_Try it_
Locate the line that contains "Thank you for the photo. Please point out the ear and". Print it and each following line through the end of the listing, verbatim, and nothing more.

The input Block Start

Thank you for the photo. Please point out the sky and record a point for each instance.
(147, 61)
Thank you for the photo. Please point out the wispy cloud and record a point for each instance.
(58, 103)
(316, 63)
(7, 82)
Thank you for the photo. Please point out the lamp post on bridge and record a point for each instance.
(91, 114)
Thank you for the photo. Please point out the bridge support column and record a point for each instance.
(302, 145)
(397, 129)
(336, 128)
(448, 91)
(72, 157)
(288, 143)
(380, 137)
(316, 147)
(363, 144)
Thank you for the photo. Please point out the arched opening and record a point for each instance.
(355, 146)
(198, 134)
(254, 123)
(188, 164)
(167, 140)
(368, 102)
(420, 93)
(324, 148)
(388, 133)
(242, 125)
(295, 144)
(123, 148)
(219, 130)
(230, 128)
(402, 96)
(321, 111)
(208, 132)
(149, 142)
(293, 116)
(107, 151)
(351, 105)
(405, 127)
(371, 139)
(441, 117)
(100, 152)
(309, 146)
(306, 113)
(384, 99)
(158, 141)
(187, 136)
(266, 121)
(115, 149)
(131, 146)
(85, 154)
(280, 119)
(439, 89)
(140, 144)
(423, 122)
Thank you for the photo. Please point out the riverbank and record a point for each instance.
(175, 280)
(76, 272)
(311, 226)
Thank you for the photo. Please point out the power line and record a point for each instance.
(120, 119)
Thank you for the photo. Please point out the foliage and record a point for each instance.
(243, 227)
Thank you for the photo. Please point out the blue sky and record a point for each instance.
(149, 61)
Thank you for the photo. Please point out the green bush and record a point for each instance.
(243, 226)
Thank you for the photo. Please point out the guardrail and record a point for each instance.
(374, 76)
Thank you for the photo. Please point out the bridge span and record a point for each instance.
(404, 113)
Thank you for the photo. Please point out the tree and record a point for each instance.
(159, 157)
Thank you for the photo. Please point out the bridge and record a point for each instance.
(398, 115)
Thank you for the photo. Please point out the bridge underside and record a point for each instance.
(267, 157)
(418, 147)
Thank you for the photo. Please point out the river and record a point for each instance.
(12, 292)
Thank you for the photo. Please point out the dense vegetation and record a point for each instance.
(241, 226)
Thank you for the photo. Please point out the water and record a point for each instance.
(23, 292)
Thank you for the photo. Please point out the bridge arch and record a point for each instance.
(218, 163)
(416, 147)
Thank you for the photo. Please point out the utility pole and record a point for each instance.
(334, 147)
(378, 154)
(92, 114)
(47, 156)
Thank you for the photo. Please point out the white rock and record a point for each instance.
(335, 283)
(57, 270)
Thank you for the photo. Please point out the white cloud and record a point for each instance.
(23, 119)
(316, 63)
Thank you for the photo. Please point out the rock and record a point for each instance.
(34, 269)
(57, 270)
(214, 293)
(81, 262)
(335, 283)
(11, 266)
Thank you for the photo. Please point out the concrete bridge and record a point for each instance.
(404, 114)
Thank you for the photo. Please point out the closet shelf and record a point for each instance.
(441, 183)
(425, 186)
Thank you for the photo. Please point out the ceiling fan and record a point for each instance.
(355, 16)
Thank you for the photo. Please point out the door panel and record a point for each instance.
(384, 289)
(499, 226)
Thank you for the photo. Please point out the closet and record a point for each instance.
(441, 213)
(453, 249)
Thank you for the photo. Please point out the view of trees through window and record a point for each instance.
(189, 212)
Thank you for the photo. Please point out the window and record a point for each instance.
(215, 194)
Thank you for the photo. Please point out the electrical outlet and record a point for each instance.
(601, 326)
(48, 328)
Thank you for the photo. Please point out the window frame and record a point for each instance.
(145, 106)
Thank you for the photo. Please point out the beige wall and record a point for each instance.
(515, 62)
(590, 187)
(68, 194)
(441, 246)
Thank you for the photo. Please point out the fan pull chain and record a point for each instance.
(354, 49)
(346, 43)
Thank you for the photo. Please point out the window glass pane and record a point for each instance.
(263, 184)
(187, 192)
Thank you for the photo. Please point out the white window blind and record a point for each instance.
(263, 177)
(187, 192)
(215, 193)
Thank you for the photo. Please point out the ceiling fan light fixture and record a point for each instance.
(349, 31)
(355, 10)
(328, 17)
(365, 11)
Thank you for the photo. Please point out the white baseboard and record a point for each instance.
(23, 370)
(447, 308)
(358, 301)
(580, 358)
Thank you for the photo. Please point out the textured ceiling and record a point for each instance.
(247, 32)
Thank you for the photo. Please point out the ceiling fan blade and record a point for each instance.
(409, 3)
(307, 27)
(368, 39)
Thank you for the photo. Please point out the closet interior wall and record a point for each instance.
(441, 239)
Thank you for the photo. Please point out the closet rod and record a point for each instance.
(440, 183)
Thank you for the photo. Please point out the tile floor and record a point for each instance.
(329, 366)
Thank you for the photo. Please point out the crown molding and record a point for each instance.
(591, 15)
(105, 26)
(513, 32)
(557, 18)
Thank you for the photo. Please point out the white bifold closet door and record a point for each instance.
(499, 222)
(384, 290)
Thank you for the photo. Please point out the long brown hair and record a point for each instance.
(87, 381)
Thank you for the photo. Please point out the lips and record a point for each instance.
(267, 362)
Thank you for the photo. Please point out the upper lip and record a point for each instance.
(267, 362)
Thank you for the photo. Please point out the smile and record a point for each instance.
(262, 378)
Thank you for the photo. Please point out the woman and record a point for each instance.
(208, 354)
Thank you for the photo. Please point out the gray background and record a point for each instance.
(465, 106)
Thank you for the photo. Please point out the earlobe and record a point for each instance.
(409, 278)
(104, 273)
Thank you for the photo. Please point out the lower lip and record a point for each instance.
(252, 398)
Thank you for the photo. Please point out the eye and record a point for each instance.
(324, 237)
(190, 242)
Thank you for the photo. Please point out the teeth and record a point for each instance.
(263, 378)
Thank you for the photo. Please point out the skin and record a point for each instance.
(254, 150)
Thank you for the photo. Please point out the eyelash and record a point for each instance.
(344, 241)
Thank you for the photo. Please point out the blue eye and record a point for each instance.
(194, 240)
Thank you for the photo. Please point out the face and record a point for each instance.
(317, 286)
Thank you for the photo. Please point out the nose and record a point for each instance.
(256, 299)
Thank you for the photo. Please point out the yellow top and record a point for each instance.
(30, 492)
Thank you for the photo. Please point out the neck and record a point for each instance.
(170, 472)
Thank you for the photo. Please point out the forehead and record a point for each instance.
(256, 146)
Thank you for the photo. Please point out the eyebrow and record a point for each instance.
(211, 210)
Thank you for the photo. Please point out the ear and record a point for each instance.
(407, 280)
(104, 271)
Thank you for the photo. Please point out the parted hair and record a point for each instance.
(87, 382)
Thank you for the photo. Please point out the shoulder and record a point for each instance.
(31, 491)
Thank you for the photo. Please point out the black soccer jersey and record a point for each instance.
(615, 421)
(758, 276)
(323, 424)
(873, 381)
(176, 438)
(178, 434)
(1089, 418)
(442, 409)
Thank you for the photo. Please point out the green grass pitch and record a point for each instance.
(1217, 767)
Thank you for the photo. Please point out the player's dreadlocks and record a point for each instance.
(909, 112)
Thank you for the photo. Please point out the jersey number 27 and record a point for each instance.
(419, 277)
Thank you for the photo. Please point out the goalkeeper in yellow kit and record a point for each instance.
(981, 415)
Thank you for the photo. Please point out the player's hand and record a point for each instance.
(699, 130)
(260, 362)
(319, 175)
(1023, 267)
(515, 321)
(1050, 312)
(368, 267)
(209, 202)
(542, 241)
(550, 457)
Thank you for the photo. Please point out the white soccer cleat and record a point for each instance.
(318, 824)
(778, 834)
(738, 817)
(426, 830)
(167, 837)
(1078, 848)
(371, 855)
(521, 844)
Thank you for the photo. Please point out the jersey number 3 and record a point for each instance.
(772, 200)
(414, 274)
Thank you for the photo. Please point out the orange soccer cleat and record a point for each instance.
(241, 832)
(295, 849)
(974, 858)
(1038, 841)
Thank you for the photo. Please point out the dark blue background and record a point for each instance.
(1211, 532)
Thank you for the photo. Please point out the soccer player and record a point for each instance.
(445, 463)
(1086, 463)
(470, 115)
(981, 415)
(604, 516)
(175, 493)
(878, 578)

The input Block End

_Expected output_
Thank you for the photo. Please point out the ear and record a point for each instance.
(407, 280)
(104, 271)
Thank you for the photo. Please point out the parted hair and record a point for each instance.
(87, 382)
Thank you for the photo. Please point out the shoulder and record a point for each instance.
(31, 491)
Thank you for the photo. Please point out the black soccer jersey and record a point for each instance.
(615, 421)
(758, 276)
(323, 424)
(873, 381)
(176, 438)
(178, 434)
(1089, 418)
(442, 409)
Thank you for the photo. Please point out the green grass pitch and record a point for each instance.
(1217, 767)
Thank you for the photo. Please point out the player's dreadlocks and record a point for each instance.
(909, 112)
Thank you for the photo. Please point out the jersey number 27 and record a point for each instance.
(419, 277)
Thank you for the photo. Please point out the goalkeeper in yellow kit and record a point for each instance.
(981, 415)
Thank you for the photo. Please point out the player's hand and record a point for each instance.
(699, 130)
(260, 362)
(319, 175)
(1023, 267)
(515, 321)
(1050, 312)
(368, 267)
(209, 202)
(542, 241)
(550, 457)
Thank you for the photo. Please point out the white soccer cleat and record a point for each instance.
(318, 824)
(778, 834)
(738, 817)
(426, 830)
(167, 837)
(1078, 848)
(371, 855)
(521, 844)
Thank you for the photo. Please point out the jersey number 3 and record a point for each instance.
(772, 200)
(414, 274)
Thank you for the photo. Please point out the orange soccer cleat and record a point for each instance.
(241, 832)
(295, 849)
(974, 858)
(1038, 841)
Thank you for the photo. Please point out the dark blue background and record a point for each instance.
(1211, 532)
Thank you for the photo. Please point out the soccer player and record a point for each instance.
(445, 463)
(1086, 463)
(470, 115)
(981, 415)
(604, 516)
(175, 493)
(878, 578)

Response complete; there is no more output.